**Data in this exercise**
————————

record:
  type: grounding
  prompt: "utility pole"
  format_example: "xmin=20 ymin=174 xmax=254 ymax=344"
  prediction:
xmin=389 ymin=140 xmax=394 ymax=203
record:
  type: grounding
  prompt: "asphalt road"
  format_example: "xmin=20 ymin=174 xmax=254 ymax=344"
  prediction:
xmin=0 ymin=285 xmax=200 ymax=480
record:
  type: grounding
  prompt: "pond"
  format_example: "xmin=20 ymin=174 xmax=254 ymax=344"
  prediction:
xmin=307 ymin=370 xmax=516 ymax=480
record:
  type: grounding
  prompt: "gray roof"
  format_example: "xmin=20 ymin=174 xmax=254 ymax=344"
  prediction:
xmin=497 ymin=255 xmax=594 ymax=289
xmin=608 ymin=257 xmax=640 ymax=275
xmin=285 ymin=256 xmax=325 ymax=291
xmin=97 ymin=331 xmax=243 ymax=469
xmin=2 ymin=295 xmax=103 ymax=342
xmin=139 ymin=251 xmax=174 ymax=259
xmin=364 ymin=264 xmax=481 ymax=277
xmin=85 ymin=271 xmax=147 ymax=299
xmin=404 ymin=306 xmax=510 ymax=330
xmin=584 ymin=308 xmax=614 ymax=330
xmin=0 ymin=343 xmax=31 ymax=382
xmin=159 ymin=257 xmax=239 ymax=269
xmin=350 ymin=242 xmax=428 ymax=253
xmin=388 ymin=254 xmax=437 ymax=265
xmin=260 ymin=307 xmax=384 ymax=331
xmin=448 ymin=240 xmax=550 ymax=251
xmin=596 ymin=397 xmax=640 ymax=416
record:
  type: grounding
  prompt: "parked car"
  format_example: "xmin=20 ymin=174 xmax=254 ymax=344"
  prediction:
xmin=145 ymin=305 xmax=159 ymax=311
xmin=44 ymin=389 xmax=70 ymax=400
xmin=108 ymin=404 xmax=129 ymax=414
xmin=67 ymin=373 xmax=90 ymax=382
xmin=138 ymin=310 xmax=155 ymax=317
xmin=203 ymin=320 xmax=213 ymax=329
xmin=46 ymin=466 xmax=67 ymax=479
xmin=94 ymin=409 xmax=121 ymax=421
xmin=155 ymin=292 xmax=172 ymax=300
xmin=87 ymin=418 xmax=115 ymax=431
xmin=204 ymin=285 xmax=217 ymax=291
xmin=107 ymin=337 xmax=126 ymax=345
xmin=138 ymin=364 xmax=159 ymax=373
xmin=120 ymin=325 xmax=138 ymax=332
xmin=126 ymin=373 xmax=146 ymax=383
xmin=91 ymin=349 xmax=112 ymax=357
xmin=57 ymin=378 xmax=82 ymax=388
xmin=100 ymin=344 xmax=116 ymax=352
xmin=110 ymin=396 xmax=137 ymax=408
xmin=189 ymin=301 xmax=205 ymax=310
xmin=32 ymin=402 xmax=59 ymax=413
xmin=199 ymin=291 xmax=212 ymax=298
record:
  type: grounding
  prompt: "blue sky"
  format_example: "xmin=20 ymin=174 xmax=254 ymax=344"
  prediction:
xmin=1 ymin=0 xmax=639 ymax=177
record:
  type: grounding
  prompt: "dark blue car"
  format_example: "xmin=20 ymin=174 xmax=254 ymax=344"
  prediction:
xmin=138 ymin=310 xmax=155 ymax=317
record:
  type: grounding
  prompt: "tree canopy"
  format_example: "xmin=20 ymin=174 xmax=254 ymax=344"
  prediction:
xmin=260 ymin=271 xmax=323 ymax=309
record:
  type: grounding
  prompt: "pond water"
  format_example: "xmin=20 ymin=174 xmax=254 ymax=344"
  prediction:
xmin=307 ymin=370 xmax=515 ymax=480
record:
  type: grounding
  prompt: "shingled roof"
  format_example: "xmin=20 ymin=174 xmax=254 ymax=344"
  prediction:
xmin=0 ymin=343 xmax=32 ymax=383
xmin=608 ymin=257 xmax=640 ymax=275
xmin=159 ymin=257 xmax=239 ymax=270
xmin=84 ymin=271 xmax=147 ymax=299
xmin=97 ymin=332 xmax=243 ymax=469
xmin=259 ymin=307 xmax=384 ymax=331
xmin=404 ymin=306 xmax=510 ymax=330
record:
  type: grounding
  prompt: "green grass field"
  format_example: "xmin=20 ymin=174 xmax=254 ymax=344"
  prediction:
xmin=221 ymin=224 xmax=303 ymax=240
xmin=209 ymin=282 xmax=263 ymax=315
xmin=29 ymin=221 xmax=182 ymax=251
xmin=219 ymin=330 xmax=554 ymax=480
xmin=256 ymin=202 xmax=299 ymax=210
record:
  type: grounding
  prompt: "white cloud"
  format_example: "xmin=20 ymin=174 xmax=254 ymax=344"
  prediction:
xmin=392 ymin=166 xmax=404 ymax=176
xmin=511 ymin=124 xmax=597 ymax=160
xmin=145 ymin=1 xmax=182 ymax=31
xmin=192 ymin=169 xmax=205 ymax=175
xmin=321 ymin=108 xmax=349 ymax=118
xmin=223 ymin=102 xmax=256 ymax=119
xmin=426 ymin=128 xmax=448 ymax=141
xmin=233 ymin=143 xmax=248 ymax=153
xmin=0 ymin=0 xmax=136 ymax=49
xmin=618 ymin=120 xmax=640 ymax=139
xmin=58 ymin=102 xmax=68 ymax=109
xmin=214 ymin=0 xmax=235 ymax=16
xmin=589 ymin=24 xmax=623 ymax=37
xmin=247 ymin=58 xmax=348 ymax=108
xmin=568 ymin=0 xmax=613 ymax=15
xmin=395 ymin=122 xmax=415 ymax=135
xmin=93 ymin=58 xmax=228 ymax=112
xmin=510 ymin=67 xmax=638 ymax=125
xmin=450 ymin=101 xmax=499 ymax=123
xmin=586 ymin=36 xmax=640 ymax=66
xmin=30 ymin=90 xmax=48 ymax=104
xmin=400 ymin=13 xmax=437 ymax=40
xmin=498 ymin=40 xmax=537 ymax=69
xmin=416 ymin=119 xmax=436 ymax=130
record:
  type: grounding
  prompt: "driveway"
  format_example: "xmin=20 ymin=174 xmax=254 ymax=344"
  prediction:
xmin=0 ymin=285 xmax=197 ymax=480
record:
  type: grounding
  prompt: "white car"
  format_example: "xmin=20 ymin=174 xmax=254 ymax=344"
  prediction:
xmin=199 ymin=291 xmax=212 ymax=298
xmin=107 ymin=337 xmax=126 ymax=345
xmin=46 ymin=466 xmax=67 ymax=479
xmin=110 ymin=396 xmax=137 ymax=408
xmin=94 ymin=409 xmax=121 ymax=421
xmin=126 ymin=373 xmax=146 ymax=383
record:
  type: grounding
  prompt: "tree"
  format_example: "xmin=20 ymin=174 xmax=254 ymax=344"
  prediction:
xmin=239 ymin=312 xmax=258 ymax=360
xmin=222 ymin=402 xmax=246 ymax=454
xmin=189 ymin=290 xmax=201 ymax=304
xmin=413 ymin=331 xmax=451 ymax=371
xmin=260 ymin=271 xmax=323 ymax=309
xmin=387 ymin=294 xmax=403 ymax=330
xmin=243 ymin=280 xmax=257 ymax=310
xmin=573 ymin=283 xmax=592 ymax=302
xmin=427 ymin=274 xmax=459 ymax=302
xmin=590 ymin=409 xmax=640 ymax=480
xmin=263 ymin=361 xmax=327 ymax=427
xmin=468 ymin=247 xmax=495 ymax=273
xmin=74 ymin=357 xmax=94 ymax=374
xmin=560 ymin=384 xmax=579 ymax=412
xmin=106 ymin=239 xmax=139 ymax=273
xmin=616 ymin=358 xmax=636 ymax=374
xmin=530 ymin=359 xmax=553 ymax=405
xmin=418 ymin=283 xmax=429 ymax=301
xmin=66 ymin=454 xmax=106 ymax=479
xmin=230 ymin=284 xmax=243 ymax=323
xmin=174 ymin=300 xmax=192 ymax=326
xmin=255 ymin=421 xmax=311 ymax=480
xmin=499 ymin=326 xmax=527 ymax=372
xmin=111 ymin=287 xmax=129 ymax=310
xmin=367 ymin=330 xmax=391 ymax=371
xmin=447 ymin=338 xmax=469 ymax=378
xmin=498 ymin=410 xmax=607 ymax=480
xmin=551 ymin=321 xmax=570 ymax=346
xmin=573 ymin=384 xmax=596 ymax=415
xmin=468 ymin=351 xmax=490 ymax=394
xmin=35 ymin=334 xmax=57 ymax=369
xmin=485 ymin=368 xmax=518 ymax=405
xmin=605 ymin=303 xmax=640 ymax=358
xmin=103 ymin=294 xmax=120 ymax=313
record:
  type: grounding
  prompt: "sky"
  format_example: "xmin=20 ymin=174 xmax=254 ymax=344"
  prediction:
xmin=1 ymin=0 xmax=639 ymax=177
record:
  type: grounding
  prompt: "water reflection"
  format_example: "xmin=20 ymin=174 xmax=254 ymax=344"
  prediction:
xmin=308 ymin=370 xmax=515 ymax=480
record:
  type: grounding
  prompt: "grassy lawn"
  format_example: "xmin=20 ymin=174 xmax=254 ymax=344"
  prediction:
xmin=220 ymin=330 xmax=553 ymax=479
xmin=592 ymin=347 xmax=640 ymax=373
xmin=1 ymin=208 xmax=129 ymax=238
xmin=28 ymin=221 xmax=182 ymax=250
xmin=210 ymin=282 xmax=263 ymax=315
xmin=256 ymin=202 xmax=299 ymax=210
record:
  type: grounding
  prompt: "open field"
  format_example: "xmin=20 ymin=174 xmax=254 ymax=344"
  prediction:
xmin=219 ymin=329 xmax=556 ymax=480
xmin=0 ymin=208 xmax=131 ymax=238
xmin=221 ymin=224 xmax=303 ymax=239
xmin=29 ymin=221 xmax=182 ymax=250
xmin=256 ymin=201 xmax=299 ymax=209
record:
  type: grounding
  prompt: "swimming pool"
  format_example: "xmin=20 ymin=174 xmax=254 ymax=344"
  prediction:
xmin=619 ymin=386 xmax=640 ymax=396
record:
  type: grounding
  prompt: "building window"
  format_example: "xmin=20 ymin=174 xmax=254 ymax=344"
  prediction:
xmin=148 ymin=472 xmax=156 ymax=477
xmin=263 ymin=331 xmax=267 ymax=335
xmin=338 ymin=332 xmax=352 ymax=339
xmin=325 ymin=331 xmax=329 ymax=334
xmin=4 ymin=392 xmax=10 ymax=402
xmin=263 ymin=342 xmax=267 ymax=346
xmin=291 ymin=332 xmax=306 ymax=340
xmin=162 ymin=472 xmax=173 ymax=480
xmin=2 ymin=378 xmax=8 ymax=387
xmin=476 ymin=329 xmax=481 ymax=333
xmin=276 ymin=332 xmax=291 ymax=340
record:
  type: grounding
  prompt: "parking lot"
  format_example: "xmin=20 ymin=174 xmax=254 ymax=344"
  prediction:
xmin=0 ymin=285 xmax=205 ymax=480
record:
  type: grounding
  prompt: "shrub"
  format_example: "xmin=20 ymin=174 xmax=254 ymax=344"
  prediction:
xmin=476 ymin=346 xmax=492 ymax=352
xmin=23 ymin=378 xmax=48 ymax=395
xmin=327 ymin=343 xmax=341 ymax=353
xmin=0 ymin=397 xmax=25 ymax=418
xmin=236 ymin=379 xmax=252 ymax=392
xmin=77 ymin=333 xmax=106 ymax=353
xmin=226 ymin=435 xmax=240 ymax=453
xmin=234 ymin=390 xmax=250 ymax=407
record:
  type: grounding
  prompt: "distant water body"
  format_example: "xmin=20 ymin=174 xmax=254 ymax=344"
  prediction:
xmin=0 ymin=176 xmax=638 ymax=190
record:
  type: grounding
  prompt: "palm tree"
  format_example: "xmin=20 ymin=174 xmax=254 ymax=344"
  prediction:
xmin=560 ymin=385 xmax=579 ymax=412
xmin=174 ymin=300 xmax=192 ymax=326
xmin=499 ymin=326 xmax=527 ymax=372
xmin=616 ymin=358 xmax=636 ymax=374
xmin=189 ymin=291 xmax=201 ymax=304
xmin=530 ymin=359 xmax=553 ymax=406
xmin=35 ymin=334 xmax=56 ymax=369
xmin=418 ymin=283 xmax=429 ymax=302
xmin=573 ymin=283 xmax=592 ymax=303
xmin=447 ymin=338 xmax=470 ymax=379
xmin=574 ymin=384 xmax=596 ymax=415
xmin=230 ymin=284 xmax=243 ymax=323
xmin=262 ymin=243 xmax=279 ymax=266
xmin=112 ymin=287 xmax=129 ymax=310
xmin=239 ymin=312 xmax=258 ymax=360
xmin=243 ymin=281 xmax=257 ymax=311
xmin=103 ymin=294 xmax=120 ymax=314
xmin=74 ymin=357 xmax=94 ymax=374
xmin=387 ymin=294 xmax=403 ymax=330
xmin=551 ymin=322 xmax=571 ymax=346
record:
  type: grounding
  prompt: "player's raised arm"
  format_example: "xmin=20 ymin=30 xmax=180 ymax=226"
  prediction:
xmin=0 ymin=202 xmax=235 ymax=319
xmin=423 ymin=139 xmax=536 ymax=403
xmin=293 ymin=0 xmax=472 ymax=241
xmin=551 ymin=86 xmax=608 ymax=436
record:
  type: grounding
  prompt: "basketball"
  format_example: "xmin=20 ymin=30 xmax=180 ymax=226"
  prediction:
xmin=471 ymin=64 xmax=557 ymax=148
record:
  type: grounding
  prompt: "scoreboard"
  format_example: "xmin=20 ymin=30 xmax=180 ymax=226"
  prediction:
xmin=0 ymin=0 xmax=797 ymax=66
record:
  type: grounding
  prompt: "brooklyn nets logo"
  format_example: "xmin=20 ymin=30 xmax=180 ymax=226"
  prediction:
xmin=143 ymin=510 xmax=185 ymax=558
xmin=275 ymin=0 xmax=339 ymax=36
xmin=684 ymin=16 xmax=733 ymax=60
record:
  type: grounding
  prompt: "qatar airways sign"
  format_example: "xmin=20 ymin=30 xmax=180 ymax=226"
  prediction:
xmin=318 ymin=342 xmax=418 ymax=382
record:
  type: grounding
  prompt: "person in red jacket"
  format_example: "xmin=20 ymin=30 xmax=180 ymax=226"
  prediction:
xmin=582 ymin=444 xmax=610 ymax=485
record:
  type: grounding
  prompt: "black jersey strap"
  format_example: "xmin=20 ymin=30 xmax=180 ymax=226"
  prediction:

————————

In the lines above, spot each one that contains the word "tree" and copy it.

**Answer box**
  prompt: "tree canopy"
  prompt: "tree"
  prompt: "palm tree"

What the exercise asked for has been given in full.